>>>

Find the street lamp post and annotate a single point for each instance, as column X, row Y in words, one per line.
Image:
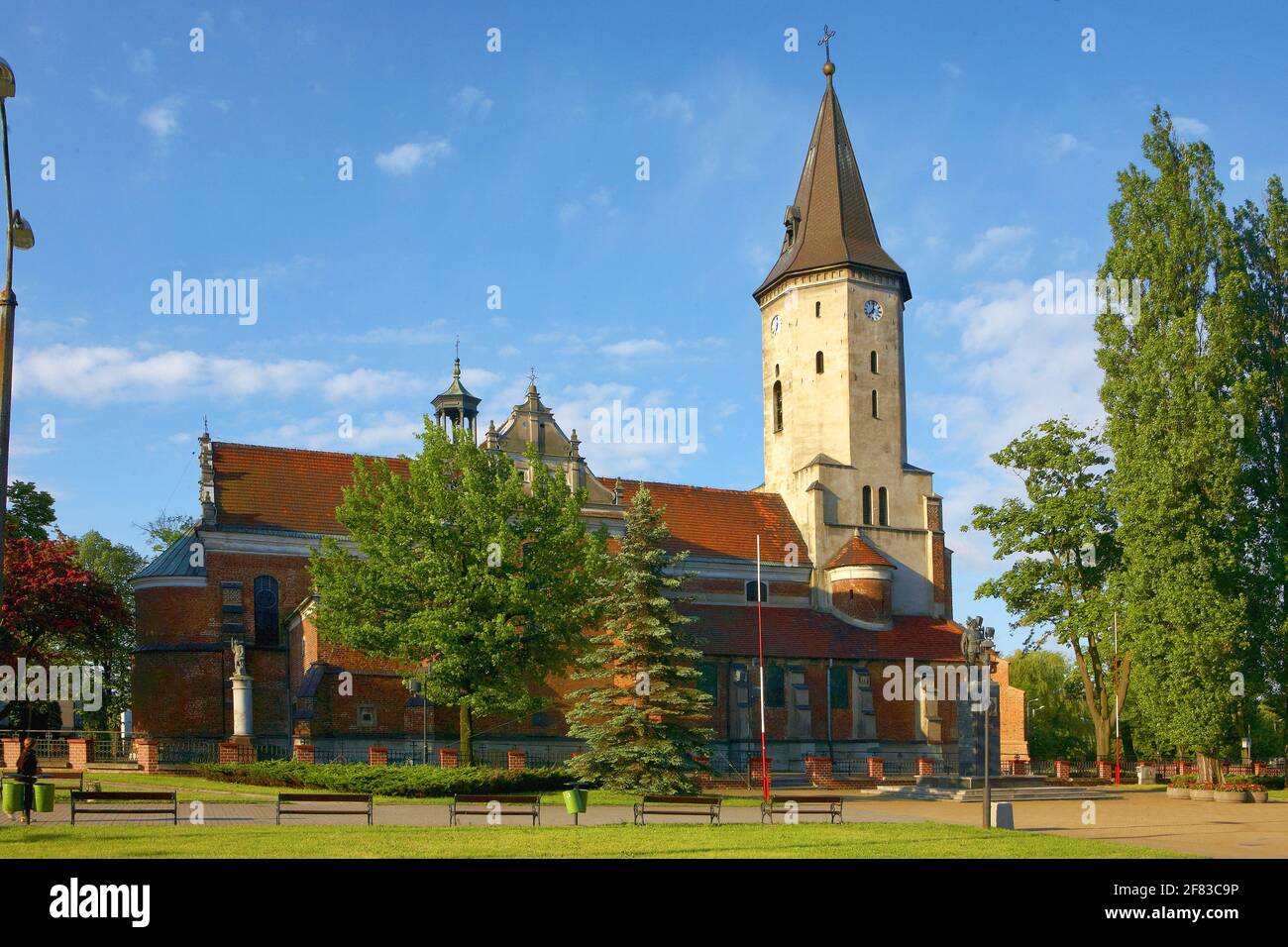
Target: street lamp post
column 18, row 234
column 977, row 646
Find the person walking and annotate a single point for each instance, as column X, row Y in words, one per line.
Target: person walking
column 29, row 766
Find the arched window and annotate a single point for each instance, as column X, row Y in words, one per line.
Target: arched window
column 266, row 611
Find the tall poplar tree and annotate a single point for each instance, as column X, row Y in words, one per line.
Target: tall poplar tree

<<<

STATED TASK »
Copy all of the records above word for word, leaving out the pictures.

FULL OUTPUT »
Find the street lamp post and annotate a single point for each instance, as column X, row Y in words, one per line.
Image:
Target: street lamp post
column 18, row 234
column 977, row 646
Find the person walking and annotate a single point for each instance, as column X, row Y in words, one per line.
Target: person walking
column 29, row 766
Find the arched window and annotate a single point for each instance, as column X, row Y in words, one per line.
Target: arched window
column 266, row 611
Find the tall poplar tree and annotate a single point for each instance, as column X, row Y in words, one per line.
Target: tall poplar tree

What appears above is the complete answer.